## CONSIGNES
• a. Recopiez le passage de l'entretien qui va de « Dessinatrice d’un album » jusqu'à « le regretté Hubert. » inclus, en remplaçant « entrevue » par « interview ».
• b. D'après l'entretien, les affirmations suivantes sont-elles exactes ? (i) Virginie Augustin était à Quai des Bulles en octobre 2021. (ii) C'est Virginie Augustin qui a fait découvrir le personnage de Joe Carstairs à Hubert. (iii) Virginie Augustin et Hubert avaient déjà travaillé ensemble sur Monsieur désire ?. Pour chacune, répondez par oui ou par non et citez les mots de l'entretien qui le montrent.

___ ENTRETIEN ___

Dessinatrice d’un album passionnant et remarqué sur Marion Barbara « Joe » Carstairs, intitulé Joe la pirate, Virginie Augustin était présente à Quai des Bulles en cette fin d’octobre 2021. L’occasion pour nous de solliciter une entrevue pour évoquer cette biographie singulière et son travail avec le regretté Hubert.
Bonjour Virginie, merci d’avoir accepté cet entretien.
Merci à vous, ça fait super plaisir !
Nous sommes avec Hubert, également [en marionnette posée sur la table, clin d’œil à ce dernier album].
C’est ça.
Première question toute bête, quand est né cet intérêt pour le personnage de Joe Carstairs ?
Je ne suis pas très douée en dates, donc c’était il y a déjà un certain temps. C’est arrivé assez rapidement après Monsieur désire ?, sur lequel on avait déjà travaillé ensemble avec Hubert. Assez rapidement, il me dit « je suis tombé sur un truc, je pense que ça peut t’intéresser ! ». Je sais que lui avait trouvé ça super intéressant. Il m’en a fait part, m’a expliqué… Ça faisait un petit moment déjà que je voulais faire un album sur des aventures lesbiennes et il m’a dit « je crois que ça remplit toutes les cases, on a trouvé ce qu’il faut ». Quand il a commencé à m’en parler, j’ai dit banco, bien sûr. Donc c’était il y a au moins 4/5 ans, je pense.
Est-ce que vous êtes intervenue sur certains points du scénario avec lui ?

___ DONNÉES FOURNIES ___

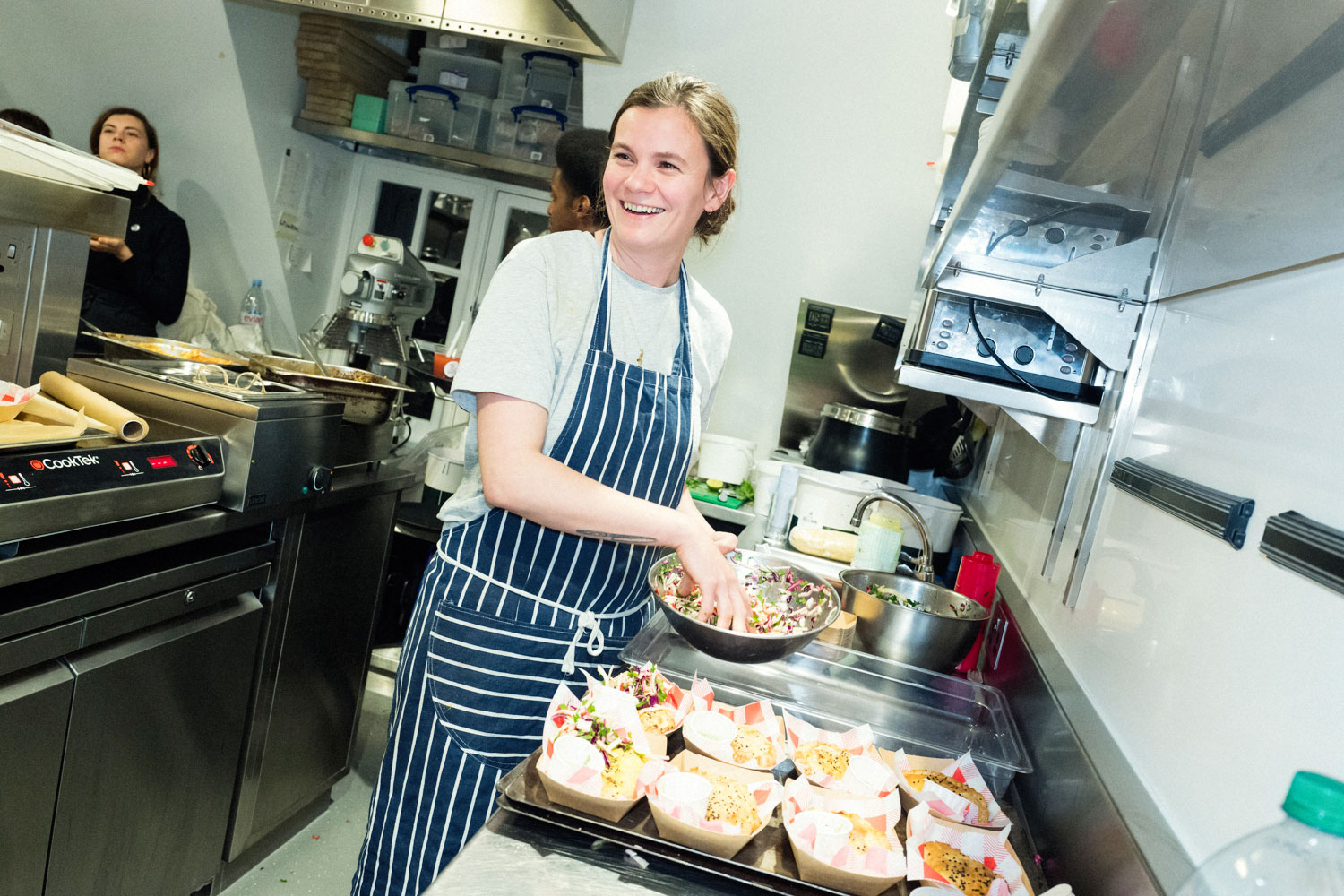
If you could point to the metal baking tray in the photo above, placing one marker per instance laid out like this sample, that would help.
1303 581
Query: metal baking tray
118 346
766 861
926 713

___

## CORRIGÉS
• a.
Dessinatrice d’un album passionnant et remarqué sur Marion Barbara « Joe » Carstairs, intitulé Joe la pirate, Virginie Augustin était présente à Quai des Bulles en cette fin d’octobre 2021. L’occasion pour nous de solliciter une interview pour évoquer cette biographie singulière et son travail avec le regretté Hubert.

• b.
(i) Oui : « Virginie Augustin était présente à Quai des Bulles en cette fin d’octobre 2021 ».
(ii) Non : « Il m’en a fait part, m’a expliqué… ».
(iii) Oui : « Monsieur désire ?, sur lequel on avait déjà travaillé ensemble avec Hubert ».